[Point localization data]
== == ==

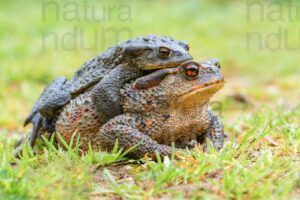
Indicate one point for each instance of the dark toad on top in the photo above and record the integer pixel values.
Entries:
(104, 76)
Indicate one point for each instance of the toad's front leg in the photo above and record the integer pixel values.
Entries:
(215, 132)
(124, 128)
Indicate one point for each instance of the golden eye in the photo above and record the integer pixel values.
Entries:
(192, 70)
(217, 65)
(164, 52)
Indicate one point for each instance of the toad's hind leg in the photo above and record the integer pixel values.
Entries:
(79, 116)
(45, 109)
(124, 128)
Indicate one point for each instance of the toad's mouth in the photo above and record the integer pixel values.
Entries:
(212, 86)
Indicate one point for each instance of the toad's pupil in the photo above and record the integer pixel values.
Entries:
(164, 52)
(192, 70)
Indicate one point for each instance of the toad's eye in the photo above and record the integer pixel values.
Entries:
(163, 52)
(192, 70)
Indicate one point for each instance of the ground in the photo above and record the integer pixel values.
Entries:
(41, 40)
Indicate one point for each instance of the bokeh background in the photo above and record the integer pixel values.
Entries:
(257, 43)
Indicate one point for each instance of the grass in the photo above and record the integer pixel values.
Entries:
(260, 159)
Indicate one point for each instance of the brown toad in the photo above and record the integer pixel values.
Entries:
(169, 105)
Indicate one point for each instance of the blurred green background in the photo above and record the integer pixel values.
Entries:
(41, 40)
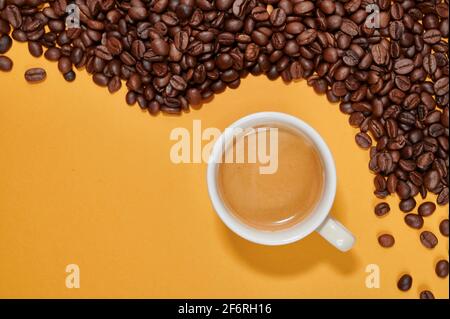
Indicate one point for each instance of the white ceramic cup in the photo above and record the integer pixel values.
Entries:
(318, 220)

== == ==

For the data shown above, give the number of lines where the word "background" appears, and nothing else.

[Written reply]: 2